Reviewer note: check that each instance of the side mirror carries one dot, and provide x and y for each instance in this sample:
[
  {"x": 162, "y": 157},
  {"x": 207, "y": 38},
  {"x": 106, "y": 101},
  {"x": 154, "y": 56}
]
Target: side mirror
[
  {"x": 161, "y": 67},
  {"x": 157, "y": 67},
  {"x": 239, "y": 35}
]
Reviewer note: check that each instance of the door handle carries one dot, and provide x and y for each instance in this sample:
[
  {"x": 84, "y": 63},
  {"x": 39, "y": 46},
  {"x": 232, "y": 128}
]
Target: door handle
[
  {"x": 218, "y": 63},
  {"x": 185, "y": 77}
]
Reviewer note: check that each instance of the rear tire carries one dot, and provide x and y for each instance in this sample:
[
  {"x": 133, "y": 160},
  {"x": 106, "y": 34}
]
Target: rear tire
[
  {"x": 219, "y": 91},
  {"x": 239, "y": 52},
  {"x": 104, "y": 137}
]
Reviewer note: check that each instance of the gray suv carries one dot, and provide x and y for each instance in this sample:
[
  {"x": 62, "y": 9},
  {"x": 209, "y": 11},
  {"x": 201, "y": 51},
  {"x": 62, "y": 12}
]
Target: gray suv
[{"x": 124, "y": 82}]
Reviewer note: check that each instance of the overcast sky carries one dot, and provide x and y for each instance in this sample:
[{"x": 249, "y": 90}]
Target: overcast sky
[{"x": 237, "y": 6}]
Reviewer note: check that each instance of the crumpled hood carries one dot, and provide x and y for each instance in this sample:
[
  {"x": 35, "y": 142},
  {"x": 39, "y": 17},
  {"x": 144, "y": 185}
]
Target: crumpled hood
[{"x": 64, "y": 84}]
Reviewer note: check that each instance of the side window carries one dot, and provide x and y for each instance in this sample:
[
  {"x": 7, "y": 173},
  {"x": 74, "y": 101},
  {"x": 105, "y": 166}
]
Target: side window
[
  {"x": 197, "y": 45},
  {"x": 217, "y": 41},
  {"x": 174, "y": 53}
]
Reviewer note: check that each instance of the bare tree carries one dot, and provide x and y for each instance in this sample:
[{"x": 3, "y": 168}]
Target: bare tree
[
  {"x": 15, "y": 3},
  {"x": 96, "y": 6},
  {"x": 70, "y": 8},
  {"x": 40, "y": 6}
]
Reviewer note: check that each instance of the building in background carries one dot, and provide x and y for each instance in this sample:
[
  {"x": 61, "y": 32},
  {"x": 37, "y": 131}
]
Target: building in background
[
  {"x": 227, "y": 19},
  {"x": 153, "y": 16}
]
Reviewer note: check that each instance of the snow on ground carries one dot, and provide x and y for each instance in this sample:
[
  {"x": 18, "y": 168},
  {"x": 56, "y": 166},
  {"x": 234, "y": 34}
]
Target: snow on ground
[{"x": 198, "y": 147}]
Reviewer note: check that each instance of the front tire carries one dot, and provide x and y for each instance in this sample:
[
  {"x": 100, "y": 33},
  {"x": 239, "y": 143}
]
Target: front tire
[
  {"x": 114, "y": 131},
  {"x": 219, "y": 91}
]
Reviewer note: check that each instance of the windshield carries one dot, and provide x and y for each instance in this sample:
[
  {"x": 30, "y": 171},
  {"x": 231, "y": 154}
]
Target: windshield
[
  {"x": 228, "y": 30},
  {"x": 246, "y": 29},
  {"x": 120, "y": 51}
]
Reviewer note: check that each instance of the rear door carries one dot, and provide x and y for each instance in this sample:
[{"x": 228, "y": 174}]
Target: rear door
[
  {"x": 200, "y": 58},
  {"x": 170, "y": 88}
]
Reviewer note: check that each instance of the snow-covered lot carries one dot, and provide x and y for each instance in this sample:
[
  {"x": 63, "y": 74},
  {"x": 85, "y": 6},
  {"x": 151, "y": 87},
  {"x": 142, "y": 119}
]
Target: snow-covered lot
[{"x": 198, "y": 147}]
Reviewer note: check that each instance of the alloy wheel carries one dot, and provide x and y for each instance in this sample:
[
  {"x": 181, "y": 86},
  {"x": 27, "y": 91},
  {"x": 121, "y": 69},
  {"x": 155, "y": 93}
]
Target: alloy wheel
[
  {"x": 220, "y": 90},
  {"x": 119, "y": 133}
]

#### Problem statement:
Starting from the first line above, copy the data through to the last line exactly.

#### Solution for this task:
Reviewer note: check that each instance of the side mirror carries one dot, and provide x and y for each instance in this sample:
[
  {"x": 162, "y": 157},
  {"x": 207, "y": 38},
  {"x": 106, "y": 101},
  {"x": 154, "y": 56}
]
Target: side mirror
[
  {"x": 161, "y": 67},
  {"x": 157, "y": 67},
  {"x": 239, "y": 35}
]
Reviewer note: check that each instance of the door handle carries one dot, and provide x and y for each instance in this sample:
[
  {"x": 84, "y": 63},
  {"x": 39, "y": 46},
  {"x": 232, "y": 128}
]
Target: door handle
[
  {"x": 218, "y": 63},
  {"x": 185, "y": 77}
]
Reviewer note: check that each instance of the rear tire carries one dot, and provide x and y for each instance in this sample:
[
  {"x": 133, "y": 160},
  {"x": 106, "y": 34}
]
Target: rear tire
[
  {"x": 219, "y": 91},
  {"x": 239, "y": 52},
  {"x": 104, "y": 137}
]
Reviewer note: check that each instance of the gray suv carries one dot, and provide x and y for each instance in this sample:
[
  {"x": 62, "y": 9},
  {"x": 209, "y": 11},
  {"x": 201, "y": 51},
  {"x": 62, "y": 12}
]
Target: gray suv
[{"x": 124, "y": 82}]
Reviewer note: check that each instance of the overcast sky carries one dot, and provide x and y for each instance in this sample:
[{"x": 249, "y": 90}]
Target: overcast sky
[{"x": 237, "y": 6}]
Reviewer note: check that each instance of the crumpled hood carries one dot, and provide x and y for each instance in this sample:
[
  {"x": 35, "y": 142},
  {"x": 39, "y": 17},
  {"x": 144, "y": 185}
]
Target: crumpled hood
[{"x": 64, "y": 84}]
Reviewer note: check that each instance of the side window carries one dot, and provide x and y for each instance in this sample:
[
  {"x": 7, "y": 173},
  {"x": 74, "y": 101},
  {"x": 105, "y": 166}
]
Target: side window
[
  {"x": 197, "y": 45},
  {"x": 217, "y": 41},
  {"x": 174, "y": 53}
]
Reviewer note: check that each instance of the bare tree carries one dot, and provide x and y for each instance in this sample:
[{"x": 3, "y": 168}]
Target: bare tree
[
  {"x": 15, "y": 3},
  {"x": 96, "y": 6},
  {"x": 70, "y": 8},
  {"x": 40, "y": 6}
]
Reviewer note: check that each instance of the building in background carries one dot, and provide x and y for each instance in this sample:
[
  {"x": 61, "y": 32},
  {"x": 37, "y": 131}
]
Target: building in background
[
  {"x": 227, "y": 19},
  {"x": 153, "y": 16}
]
Reviewer note: check that each instance of the snow on ground carries one dot, and provide x and y for each instance in this sample:
[
  {"x": 18, "y": 168},
  {"x": 56, "y": 166},
  {"x": 234, "y": 34}
]
Target: snow on ground
[{"x": 198, "y": 147}]
Reviewer note: check that each instance of the front tire carries one dot, and provide x and y for each instance in this sample:
[
  {"x": 100, "y": 33},
  {"x": 239, "y": 143}
]
Target: front tire
[
  {"x": 114, "y": 131},
  {"x": 219, "y": 91}
]
Reviewer note: check that each instance of the windshield carries one dot, and provide x and y for each instance in this sample:
[
  {"x": 30, "y": 171},
  {"x": 231, "y": 154}
]
Target: windshield
[
  {"x": 228, "y": 30},
  {"x": 246, "y": 29},
  {"x": 120, "y": 51}
]
Reviewer note: check that each instance of the rear door carries one dot, and provide x and y for each instance in this sample:
[{"x": 228, "y": 174}]
Target: rear door
[
  {"x": 200, "y": 58},
  {"x": 170, "y": 88}
]
Reviewer note: check that each instance of the snow-covered lot carries one dot, and provide x and y for each instance in this sample:
[
  {"x": 63, "y": 74},
  {"x": 85, "y": 6},
  {"x": 151, "y": 87},
  {"x": 142, "y": 119}
]
Target: snow-covered lot
[{"x": 198, "y": 147}]
Reviewer note: check that each instance of the alloy wheel carries one dot, and provide x and y for each instance in this sample:
[
  {"x": 181, "y": 86},
  {"x": 27, "y": 91},
  {"x": 121, "y": 69},
  {"x": 155, "y": 93}
]
Target: alloy wheel
[
  {"x": 220, "y": 90},
  {"x": 119, "y": 133}
]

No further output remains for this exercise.